• _WHAT IS REQUIRED_
Every record needs to be set down again without a single difference.

Saved data entries:
=======
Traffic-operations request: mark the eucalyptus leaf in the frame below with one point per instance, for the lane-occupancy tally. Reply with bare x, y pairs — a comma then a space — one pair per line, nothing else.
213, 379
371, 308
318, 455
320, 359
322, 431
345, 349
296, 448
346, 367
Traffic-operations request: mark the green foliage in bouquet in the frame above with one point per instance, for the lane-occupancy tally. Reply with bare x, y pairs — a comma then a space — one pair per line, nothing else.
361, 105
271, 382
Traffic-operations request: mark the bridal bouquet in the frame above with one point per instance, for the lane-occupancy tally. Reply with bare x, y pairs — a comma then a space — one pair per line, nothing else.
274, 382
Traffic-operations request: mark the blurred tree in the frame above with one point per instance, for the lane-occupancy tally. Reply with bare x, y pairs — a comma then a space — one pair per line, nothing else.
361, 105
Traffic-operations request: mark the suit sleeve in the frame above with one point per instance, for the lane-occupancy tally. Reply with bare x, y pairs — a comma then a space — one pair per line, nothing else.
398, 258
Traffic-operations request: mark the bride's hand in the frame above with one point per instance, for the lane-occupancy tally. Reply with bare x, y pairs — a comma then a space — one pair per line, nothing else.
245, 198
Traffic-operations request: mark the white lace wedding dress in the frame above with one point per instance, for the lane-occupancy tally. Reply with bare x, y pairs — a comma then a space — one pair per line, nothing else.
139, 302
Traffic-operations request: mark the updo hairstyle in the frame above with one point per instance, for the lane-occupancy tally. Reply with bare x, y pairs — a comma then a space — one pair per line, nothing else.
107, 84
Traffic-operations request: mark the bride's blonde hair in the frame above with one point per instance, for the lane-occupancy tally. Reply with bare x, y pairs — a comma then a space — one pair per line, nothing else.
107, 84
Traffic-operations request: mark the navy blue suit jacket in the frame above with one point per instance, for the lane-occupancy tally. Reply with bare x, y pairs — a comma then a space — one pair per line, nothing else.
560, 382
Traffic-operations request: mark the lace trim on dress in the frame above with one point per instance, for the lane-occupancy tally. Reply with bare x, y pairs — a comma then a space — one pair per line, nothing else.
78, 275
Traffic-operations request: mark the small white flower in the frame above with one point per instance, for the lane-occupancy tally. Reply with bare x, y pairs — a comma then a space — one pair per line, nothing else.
=======
• _COMPLETED EXERCISE_
Traffic-operations request: mark the eucalyptus leaf in the frame below with one point per instance, for the lane-occupancy tally. Reply with bare x, y pairs — a comma then a space — one pair per line, nothing else.
213, 379
371, 308
318, 455
320, 359
322, 431
345, 349
296, 448
346, 367
Traffic-operations request: mark the green foliage in bouquet in the frame above with one point per instance, for the lane-occupancy tally. Reply with bare x, y pairs — a comma then a space — one pair per line, nothing else.
361, 105
271, 382
Traffic-operations request: mark the bridal bouquet in the frame above with one point per instance, for the lane-occupancy tally. Reply with bare x, y pairs — a comma then a space — one pair per line, nothing else.
274, 382
Traffic-operations request: mark the blurred tree in the frame above with one point per instance, for the lane-occupancy tally. Reply with bare x, y pairs — a comma then a space — one pair per line, nothing else.
361, 105
Traffic-operations request: mark the suit sleeve in the frame above with one point per instance, for the lane-occupancy tally. Reply with bare x, y pairs — a comma then a space — one pair per line, nothing else.
398, 258
Traffic-operations request: mark the bride's hand in the frame above with one point per instance, for the lane-occupancy tally. Reply with bare x, y pairs — a comma then a space — one pair per line, nothing else.
245, 198
Traffic-operations request: mark the white lace wedding dress in the frame above with one point per instance, for the lane-occupancy tally. Reply with bare x, y pairs — a comma then a space — one pair per line, nothing else.
139, 302
Traffic-operations request: mark the updo hairstyle in the frame above with one point per instance, for the lane-occupancy tally. Reply with bare x, y pairs — a comma then a space — one pair per line, nothing else.
107, 84
Traffic-operations request: mark the bride's blonde hair in the frame above with one point per instance, for the lane-occupancy tally. Reply with bare x, y pairs — a comma then a space — one pair per line, nothing else.
107, 84
Traffic-operations request: mark the navy blue suit jacket in the frame above with one point per instance, for the lane-occupancy tally. Reply with bare x, y pairs — a comma then a space — one pair per line, nothing else.
560, 382
Traffic-operations request: mark the lace trim on dress in the frame above with one point per instance, for the lane-occupancy tally. Reply with bare x, y pairs — a comma then a space — one pair per line, nothing else.
78, 275
Traffic-operations request: mark the small white flower in the frame above with one point per instance, for the lane-occupancy tally. Reply with bare x, y pairs — a comma then a space — one pair per line, nothing else.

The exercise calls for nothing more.